BEGIN Extracted records

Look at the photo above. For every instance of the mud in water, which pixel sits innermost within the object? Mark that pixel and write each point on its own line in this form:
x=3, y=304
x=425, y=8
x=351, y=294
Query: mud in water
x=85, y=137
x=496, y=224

END Extracted records

▶ _To be done_
Reproduce every one of the entries above word for word, with no changes.

▶ _Output_
Look at the photo above. For every instance of the mud in water, which pixel sits innermost within the object? Mark that pixel and write each point on its own line in this form:
x=3, y=304
x=425, y=8
x=351, y=294
Query: mud in water
x=85, y=137
x=496, y=224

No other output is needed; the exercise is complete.